### TEXT BLOCK
>>>
Kyle, 45, is a tattooist and the owner of Brighton’s Magnum Opus Tattoo, the lauded shop he opened in 2007 and where he works with five other artists. It’s a large open-plan space – light, airy and meticulously clean, the walls covered in retro tattoo prints, skateboard decks, punk rock posters, and paintings.

His private workspace is a tiny room set off the shop floor. A red steel sideboard stands next to an adjustable leather chair; tiny pots of black ink, pairs of black latex gloves, bottles of saline and a couple of expensive-looking tattoo machines are neatly arranged on top. One wall and most of the ceiling are covered in line illustrations on scraps of paper – designs Kyle has created and tattooed over the years. There are hundreds of them, three layers deep, each more intricate and lurid than the last: ships and owls, scenes from Greek and Roman history, runic symbols, a putrefying Christ. Most perplexing is a 20cm-wide illustration of Leonard Nimoy employing a Vulcan death grip over the legend “MAMA SAID… SPOCK YOU OUT”.

Stocky and heavily inked, Kyle appears every bit the old-school tattoo enthusiast. Raised in Edgewood, Maryland, he became obsessed with tattoos as a child after seeing the designs covering the arms of an English neighbour – “Daggers and snakes and skulls and things – proper tattoo flash from back in the 1960s.” Being only six, he embraced the next best thing: “I got hooked on the old lick and stick tattoos and covered myself with those,” he laughs. He began drawing seriously a few years later, inspired by the punk and skate artwork he found in Thrasher magazine, and got his first tattoo aged 15.
<<<
### STUDY MATERIAL
>>>
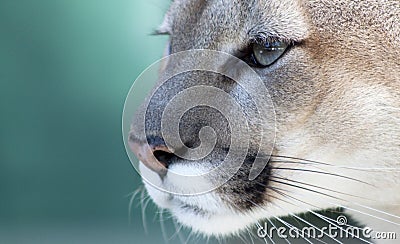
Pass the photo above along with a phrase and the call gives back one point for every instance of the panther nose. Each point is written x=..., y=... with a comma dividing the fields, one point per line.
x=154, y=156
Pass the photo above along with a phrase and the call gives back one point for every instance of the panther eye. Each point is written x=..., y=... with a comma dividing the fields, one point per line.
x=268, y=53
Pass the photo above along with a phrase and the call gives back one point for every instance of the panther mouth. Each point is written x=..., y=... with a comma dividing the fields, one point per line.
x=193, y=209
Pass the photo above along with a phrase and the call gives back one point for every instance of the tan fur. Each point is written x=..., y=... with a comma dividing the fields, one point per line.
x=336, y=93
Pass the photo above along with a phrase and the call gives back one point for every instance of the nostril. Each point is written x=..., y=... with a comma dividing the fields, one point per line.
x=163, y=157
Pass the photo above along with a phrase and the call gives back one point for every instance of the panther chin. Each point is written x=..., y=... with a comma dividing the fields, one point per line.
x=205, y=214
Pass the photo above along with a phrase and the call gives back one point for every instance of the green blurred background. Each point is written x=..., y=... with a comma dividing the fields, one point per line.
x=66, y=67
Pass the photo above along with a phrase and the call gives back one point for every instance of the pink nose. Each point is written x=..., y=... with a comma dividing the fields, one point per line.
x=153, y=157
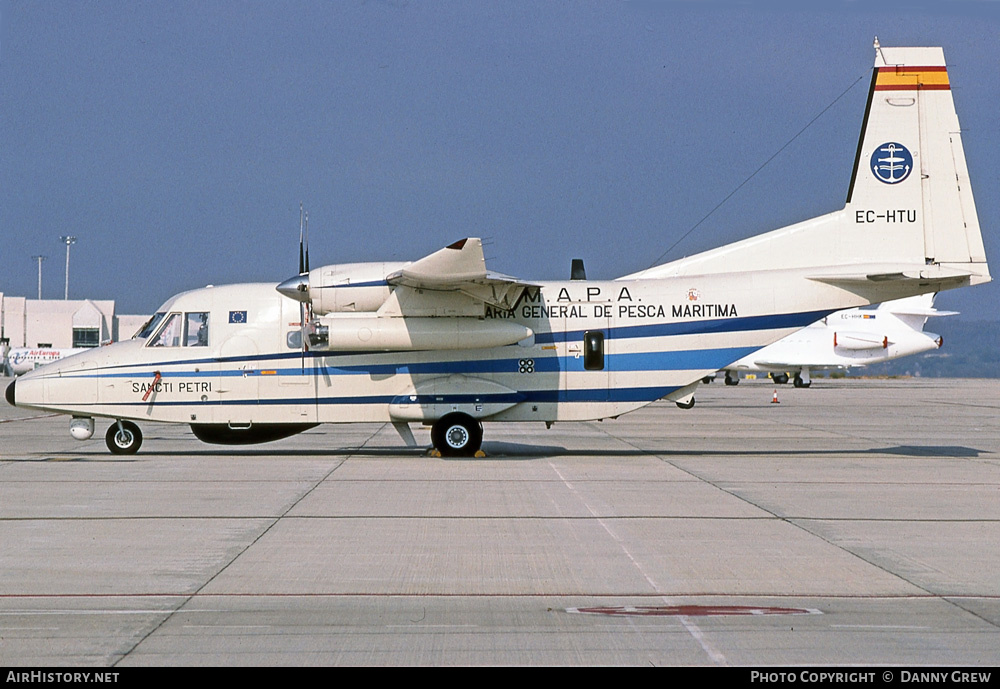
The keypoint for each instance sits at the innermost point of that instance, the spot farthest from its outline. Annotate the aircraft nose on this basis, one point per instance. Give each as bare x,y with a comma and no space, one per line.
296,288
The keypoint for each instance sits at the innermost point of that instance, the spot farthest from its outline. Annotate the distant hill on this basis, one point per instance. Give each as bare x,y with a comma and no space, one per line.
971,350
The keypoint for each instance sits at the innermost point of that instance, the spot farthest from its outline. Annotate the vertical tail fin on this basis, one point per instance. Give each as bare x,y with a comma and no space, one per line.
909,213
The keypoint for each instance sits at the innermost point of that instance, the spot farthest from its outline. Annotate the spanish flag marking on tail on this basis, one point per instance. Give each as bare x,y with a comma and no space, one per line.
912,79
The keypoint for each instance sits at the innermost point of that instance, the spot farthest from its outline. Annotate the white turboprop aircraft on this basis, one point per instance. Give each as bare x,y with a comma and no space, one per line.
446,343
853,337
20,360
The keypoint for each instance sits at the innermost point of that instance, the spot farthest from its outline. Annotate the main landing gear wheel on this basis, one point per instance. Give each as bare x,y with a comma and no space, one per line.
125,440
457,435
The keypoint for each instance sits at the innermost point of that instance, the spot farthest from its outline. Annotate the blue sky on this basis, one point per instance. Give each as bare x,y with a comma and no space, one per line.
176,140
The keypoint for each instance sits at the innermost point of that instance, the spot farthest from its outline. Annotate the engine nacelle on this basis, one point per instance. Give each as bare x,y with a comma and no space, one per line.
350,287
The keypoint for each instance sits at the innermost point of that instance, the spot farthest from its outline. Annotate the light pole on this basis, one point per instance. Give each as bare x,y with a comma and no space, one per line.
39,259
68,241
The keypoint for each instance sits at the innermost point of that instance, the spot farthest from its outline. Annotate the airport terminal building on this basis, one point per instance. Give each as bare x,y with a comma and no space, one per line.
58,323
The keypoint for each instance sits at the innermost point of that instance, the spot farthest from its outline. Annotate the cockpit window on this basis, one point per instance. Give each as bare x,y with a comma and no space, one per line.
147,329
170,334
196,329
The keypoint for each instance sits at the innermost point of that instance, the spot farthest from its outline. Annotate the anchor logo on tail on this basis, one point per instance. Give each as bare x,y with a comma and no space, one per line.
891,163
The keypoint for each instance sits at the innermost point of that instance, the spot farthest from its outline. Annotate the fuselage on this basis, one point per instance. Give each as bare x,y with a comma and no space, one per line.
<<<
### EXERCISE
According to the profile of the tattooist, in what year did Kyle open Magnum Opus Tattoo? The lines aren't needed for anything here.

### PROBLEM SOLUTION
2007